- [REQUEST] Print every one of the rows below verbatim, keeping each line unchanged.
───── INPUT DATA ─────
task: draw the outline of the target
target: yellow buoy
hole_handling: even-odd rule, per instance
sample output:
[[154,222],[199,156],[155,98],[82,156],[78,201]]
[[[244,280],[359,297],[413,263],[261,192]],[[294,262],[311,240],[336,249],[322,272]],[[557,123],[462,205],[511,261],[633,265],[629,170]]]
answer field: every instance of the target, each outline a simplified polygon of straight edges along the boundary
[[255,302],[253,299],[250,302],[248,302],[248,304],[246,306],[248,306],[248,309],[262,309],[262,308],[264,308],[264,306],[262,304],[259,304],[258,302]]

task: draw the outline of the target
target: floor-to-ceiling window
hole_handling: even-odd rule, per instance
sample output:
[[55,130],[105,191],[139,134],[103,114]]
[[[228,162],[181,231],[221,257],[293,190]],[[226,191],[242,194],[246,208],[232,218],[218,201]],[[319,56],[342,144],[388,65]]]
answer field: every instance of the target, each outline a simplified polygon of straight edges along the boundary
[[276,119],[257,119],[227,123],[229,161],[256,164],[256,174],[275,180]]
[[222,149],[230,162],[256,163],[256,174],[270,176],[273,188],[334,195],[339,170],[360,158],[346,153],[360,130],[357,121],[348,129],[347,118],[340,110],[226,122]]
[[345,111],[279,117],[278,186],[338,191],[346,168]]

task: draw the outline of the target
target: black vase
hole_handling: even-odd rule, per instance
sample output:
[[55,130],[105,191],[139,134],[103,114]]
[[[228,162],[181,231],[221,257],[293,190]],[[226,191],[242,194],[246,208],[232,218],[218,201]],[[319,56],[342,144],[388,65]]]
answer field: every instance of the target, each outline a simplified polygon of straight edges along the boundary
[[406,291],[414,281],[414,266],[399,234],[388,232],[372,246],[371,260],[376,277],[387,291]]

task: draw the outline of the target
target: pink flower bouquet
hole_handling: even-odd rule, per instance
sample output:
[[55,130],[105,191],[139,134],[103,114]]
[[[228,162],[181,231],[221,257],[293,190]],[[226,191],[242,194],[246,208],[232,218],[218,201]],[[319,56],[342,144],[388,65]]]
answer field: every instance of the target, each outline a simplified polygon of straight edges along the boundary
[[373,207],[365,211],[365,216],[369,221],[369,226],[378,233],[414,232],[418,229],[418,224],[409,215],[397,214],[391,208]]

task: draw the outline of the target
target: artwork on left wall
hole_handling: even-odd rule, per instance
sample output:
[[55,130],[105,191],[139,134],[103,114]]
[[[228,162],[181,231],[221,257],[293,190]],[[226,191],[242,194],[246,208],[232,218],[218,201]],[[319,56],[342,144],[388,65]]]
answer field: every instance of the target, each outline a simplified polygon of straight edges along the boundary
─────
- [WRITTEN RESPONSE]
task: draw the outline of the target
target: yellow buoy
hole_handling: even-odd rule, per instance
sample output:
[[154,222],[199,156],[155,98],[82,156],[78,201]]
[[[244,280],[359,297],[413,263],[261,192]],[[294,262],[311,240],[336,249],[322,272]],[[557,123],[462,205],[511,261],[633,265],[629,170]]]
answer field: every instance of the target, each outline a simplified polygon of straight edges along the boundary
[[255,302],[253,299],[250,302],[248,302],[248,304],[246,306],[248,306],[248,309],[262,309],[262,308],[264,308],[264,306],[262,304],[259,304],[258,302]]

task: draw the outline of the target
target: floor-to-ceiling window
hole_handling: even-odd rule, per instance
sample output:
[[55,130],[105,191],[139,134],[103,114]]
[[[228,162],[181,231],[221,257],[293,190]],[[226,191],[242,194],[246,208],[232,218],[218,201]],[[319,56],[342,144],[388,65]]]
answer field: every instance of the target, each outline a simplified polygon of straight edges along the boundary
[[276,119],[257,119],[227,123],[229,161],[256,164],[256,174],[275,180]]
[[222,149],[230,162],[256,163],[256,174],[270,176],[273,188],[334,195],[339,170],[360,158],[346,153],[360,130],[357,121],[348,129],[347,118],[340,110],[226,122]]
[[345,111],[279,117],[278,186],[338,191],[346,168]]

task: draw the outline of the target
target: black vase
hole_handling: even-odd rule, per instance
sample output:
[[55,130],[105,191],[139,134],[103,114]]
[[[228,162],[181,231],[221,257],[293,190]],[[226,191],[242,194],[246,208],[232,218],[218,201]],[[319,56],[342,144],[388,65]]]
answer field: every instance of the target, each outline a simplified polygon of straight edges along the boundary
[[406,291],[414,281],[414,266],[399,234],[388,232],[372,246],[371,260],[376,277],[387,291]]

task: draw the outline of the target
target: pink flower bouquet
hole_handling: even-odd rule, per instance
sample output:
[[55,130],[105,191],[139,134],[103,114]]
[[[228,162],[181,231],[221,257],[293,190]],[[226,191],[242,194],[246,208],[232,218],[218,201]],[[319,56],[342,144],[388,65]]]
answer field: every instance of the target, each outline a simplified polygon of straight edges along the boundary
[[373,207],[365,211],[365,216],[369,221],[369,226],[378,233],[414,232],[418,229],[418,224],[409,215],[397,214],[391,208]]

task: draw the outline of the target
target: artwork on left wall
hole_handling: even-odd rule, per instance
sample output:
[[55,130],[105,191],[139,134],[103,114]]
[[[228,162],[181,231],[221,257],[293,190]],[[226,191],[242,194],[246,208],[232,218],[218,201]],[[319,56],[342,144],[388,65]]]
answer field: every instance of the target, each outline a simplified polygon of straight edges along the boundary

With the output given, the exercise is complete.